To do: Quote the entries from the line containing "# point at: the conifer" through the end, leaving out the pictures.

━━ Dataset

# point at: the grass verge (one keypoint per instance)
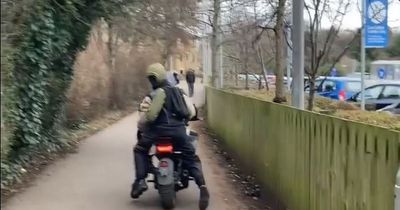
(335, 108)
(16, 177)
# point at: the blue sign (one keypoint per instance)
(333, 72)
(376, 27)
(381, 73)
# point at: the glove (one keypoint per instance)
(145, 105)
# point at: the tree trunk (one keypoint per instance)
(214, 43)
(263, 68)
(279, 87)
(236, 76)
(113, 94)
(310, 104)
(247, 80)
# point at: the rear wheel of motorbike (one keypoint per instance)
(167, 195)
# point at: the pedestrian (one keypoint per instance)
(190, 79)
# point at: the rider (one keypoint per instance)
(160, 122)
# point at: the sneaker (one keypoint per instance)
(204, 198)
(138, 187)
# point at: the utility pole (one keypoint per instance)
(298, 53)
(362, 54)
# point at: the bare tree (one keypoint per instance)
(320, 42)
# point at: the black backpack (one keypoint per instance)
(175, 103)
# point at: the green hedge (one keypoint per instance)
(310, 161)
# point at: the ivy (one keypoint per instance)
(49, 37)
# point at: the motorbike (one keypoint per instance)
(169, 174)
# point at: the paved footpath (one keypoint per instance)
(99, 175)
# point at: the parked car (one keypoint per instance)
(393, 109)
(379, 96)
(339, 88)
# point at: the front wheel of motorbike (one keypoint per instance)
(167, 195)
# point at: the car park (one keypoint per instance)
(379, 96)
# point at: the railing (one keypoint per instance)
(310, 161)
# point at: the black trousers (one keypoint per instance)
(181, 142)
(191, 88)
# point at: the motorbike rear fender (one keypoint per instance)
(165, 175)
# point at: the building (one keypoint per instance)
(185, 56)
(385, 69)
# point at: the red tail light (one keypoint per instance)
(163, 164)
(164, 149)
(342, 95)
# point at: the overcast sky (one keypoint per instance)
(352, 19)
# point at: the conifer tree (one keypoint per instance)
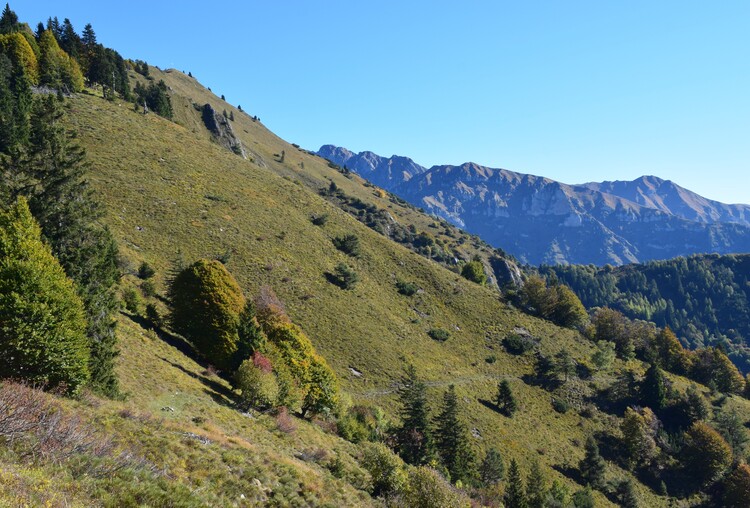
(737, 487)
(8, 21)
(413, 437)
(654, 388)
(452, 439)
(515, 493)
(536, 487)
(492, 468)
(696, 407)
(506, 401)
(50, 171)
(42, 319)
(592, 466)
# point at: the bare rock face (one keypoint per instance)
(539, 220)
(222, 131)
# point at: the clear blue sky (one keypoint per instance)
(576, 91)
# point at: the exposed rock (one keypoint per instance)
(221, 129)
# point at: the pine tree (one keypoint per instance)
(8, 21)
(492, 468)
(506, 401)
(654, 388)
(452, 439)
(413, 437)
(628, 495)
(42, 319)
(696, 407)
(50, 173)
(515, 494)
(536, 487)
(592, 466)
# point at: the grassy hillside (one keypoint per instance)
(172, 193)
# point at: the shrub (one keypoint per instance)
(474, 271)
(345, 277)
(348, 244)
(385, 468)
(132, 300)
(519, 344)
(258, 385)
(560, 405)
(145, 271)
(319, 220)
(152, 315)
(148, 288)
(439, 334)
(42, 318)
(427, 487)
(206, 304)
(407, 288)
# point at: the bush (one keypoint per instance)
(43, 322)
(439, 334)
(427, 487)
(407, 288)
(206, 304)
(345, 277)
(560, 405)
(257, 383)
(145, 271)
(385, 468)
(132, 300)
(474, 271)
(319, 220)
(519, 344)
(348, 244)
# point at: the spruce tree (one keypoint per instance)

━━━━

Exercise result:
# point at: the conifer tree (one keypoint per instance)
(737, 487)
(8, 21)
(413, 437)
(654, 388)
(452, 439)
(515, 493)
(536, 487)
(492, 468)
(696, 407)
(506, 401)
(50, 171)
(42, 319)
(592, 466)
# point at: the bare rock face (one keypoint per instance)
(539, 220)
(222, 131)
# point at: the clear blue sky (one keypoint per instance)
(576, 91)
# point at: the exposed rock (one keypoint per instance)
(221, 129)
# point at: the pine tree (one keypoint per instance)
(8, 21)
(492, 468)
(506, 401)
(654, 388)
(452, 439)
(413, 437)
(628, 495)
(42, 319)
(696, 407)
(50, 173)
(515, 494)
(536, 487)
(592, 466)
# point at: the grassy hillside (one keypoint per instance)
(172, 193)
# point at: the shrub (one keypoint per instance)
(474, 271)
(345, 277)
(348, 244)
(385, 468)
(132, 300)
(519, 344)
(258, 385)
(560, 405)
(145, 271)
(319, 220)
(152, 315)
(148, 288)
(439, 334)
(42, 318)
(427, 487)
(206, 304)
(407, 288)
# point at: the bush (one keypoint per instance)
(43, 322)
(439, 334)
(427, 487)
(407, 288)
(206, 304)
(345, 277)
(560, 405)
(257, 383)
(145, 271)
(385, 468)
(132, 300)
(474, 271)
(319, 220)
(519, 344)
(348, 244)
# point at: the spruce tree (one keypoint per instance)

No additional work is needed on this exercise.